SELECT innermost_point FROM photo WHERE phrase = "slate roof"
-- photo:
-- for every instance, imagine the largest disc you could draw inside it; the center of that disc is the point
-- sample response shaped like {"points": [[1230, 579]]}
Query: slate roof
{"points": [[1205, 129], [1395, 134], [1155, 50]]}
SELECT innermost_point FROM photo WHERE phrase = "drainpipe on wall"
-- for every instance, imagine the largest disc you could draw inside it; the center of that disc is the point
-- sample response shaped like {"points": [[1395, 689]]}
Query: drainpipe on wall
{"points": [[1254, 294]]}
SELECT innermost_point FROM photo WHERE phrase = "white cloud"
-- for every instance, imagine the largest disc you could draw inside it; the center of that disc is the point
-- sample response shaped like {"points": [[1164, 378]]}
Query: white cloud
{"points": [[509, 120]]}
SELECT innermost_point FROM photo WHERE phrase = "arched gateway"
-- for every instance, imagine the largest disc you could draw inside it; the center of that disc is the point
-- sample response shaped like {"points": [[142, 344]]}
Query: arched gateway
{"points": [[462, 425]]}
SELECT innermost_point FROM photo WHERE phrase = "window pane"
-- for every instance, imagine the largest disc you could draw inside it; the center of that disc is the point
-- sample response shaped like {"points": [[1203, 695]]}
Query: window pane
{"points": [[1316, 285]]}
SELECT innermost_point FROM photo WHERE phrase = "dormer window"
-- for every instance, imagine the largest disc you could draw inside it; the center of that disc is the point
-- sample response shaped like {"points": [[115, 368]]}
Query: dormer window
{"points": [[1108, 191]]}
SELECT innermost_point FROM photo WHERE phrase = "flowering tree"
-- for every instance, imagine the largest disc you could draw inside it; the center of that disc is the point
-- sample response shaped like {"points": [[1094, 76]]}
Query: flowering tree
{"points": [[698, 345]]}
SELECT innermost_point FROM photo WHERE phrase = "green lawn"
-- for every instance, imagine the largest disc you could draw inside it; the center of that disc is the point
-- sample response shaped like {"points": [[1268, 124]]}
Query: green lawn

-.-.-

**Exercise**
Return the material exactly as it was provided.

**Task response**
SELECT innermost_point FROM photo WHERE phrase = "slate roof"
-- photo:
-- for every instance, imagine the largest disc you could draw inside it; the center of that disc is the point
-- sample response shaped like {"points": [[1230, 579]]}
Query: slate roof
{"points": [[1205, 129], [1395, 134], [1155, 50]]}
SELECT innermost_point FROM photo WHERE phrase = "drainpipe on wall"
-- for every instance, imagine the largest disc you could draw inside it; the center of that disc is the point
-- sample response shaped like {"points": [[1395, 689]]}
Query: drainpipe on wall
{"points": [[1254, 294]]}
SELECT innermost_point FROM photo WHERE phrase = "white cloud"
-- for every instance, imagine the largest disc you could draw inside it; the center of that disc is the point
-- sample response shaped like {"points": [[1164, 378]]}
Query: white cloud
{"points": [[509, 120]]}
SELECT innermost_point FROM photo WHERE phrase = "arched gateway"
-- for every instance, imagine the largest disc you could draw inside it; the center of that disc is the point
-- sample response shaped like {"points": [[142, 344]]}
Query: arched gateway
{"points": [[462, 425]]}
SELECT innermost_point FROM photo WHERE phrase = "window pane"
-- for every instance, imagine the largest disc you could draw inside it; the center of that disc is the point
-- sample response shaped like {"points": [[1203, 695]]}
Query: window pane
{"points": [[1316, 285]]}
SELECT innermost_point FROM photo WHERE phrase = "dormer window"
-- for every instance, imagine the largest disc you could draw inside it; the center of that disc is the point
-- sample response shaped like {"points": [[115, 368]]}
Query: dormer window
{"points": [[1108, 191]]}
SELECT innermost_point FROM photo WHERE phrase = "flowering tree"
-- for every instance, imagine the largest disc you could draw inside it; the center of that disc is the point
-- sample response shaped like {"points": [[1094, 76]]}
Query: flowering tree
{"points": [[698, 345]]}
SELECT innermost_point FROM photo WHERE phrase = "green lawn"
-- for every instance, imagine the largest disc you could draw inside it; the center of that disc is the point
-- sample response shaped like {"points": [[1268, 124]]}
Query: green lawn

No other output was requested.